> Work to complete
Identify each line in the data below that contains the word "beanie", and copy every such line in full.

> Records provided

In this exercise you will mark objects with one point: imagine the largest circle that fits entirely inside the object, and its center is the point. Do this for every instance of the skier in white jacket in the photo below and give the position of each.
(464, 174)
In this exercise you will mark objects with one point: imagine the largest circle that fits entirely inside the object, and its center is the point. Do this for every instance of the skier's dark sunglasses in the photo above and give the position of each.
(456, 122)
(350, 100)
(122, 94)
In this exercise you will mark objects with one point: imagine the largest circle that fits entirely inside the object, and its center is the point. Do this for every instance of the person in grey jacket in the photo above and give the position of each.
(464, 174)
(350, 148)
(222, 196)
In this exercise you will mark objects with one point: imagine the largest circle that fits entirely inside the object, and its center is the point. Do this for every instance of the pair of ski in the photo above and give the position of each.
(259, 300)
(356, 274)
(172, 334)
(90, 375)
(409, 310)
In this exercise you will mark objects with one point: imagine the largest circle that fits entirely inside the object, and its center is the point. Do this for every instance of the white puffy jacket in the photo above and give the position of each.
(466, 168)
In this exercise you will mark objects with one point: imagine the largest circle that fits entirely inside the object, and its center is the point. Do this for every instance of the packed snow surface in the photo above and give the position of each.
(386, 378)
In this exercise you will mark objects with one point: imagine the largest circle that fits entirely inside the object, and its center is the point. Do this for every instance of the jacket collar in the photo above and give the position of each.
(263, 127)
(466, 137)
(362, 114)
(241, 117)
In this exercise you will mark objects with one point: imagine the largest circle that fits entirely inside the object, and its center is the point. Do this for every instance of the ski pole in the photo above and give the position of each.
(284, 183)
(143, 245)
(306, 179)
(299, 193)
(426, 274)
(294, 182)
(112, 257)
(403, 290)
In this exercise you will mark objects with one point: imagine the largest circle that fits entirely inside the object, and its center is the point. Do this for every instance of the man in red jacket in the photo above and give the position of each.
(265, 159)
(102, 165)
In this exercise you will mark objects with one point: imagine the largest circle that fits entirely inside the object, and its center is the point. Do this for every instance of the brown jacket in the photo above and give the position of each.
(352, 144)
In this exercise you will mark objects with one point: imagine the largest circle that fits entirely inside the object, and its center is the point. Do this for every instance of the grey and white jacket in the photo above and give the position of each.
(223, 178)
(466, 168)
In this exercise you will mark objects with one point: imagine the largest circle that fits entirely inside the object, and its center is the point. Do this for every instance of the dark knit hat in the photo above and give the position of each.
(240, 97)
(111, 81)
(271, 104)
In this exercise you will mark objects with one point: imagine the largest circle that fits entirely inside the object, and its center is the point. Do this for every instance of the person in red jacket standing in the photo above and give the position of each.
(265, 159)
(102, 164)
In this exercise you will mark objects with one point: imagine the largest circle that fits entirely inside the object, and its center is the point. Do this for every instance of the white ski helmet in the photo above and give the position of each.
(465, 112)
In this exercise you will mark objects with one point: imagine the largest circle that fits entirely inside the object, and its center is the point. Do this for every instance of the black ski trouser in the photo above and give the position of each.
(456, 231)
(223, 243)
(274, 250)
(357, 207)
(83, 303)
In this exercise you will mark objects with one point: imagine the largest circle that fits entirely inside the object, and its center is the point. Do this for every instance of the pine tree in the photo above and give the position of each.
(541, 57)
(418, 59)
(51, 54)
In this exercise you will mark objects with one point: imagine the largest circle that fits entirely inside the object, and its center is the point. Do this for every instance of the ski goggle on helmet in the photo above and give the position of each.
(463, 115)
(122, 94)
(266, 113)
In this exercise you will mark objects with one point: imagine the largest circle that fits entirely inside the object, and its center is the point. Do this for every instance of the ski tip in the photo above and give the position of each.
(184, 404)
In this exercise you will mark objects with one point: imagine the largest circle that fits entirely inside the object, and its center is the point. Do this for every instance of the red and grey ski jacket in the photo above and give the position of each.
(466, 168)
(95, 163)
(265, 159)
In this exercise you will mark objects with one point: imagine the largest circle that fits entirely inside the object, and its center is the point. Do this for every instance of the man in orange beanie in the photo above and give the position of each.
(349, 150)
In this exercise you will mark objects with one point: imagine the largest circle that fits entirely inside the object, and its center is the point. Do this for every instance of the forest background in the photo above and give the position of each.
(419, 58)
...
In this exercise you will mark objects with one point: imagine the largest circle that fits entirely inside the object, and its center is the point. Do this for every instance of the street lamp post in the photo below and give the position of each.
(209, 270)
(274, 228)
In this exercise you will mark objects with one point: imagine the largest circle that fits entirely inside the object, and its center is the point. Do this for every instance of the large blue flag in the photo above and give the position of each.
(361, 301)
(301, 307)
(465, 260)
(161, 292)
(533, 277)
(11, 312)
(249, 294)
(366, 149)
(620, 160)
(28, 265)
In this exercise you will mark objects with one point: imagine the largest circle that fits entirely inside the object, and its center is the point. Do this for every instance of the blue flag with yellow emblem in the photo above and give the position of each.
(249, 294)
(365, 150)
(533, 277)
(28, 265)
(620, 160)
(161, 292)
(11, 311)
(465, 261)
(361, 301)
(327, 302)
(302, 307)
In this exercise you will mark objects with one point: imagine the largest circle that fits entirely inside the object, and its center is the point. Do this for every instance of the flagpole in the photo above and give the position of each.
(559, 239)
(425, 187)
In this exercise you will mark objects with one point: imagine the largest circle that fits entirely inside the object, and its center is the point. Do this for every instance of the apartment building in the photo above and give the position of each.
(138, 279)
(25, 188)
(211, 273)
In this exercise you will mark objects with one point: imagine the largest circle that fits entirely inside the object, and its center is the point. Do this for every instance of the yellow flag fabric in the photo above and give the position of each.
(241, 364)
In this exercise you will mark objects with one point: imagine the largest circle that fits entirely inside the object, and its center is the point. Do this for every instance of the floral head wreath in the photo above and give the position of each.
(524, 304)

> Full output
In this exercise you will mark objects with one point: imagine the largest circle that fits entirely inside the object, and its center is the point. Do this for every instance of the man in orange beanie in the photo above and give the position of each.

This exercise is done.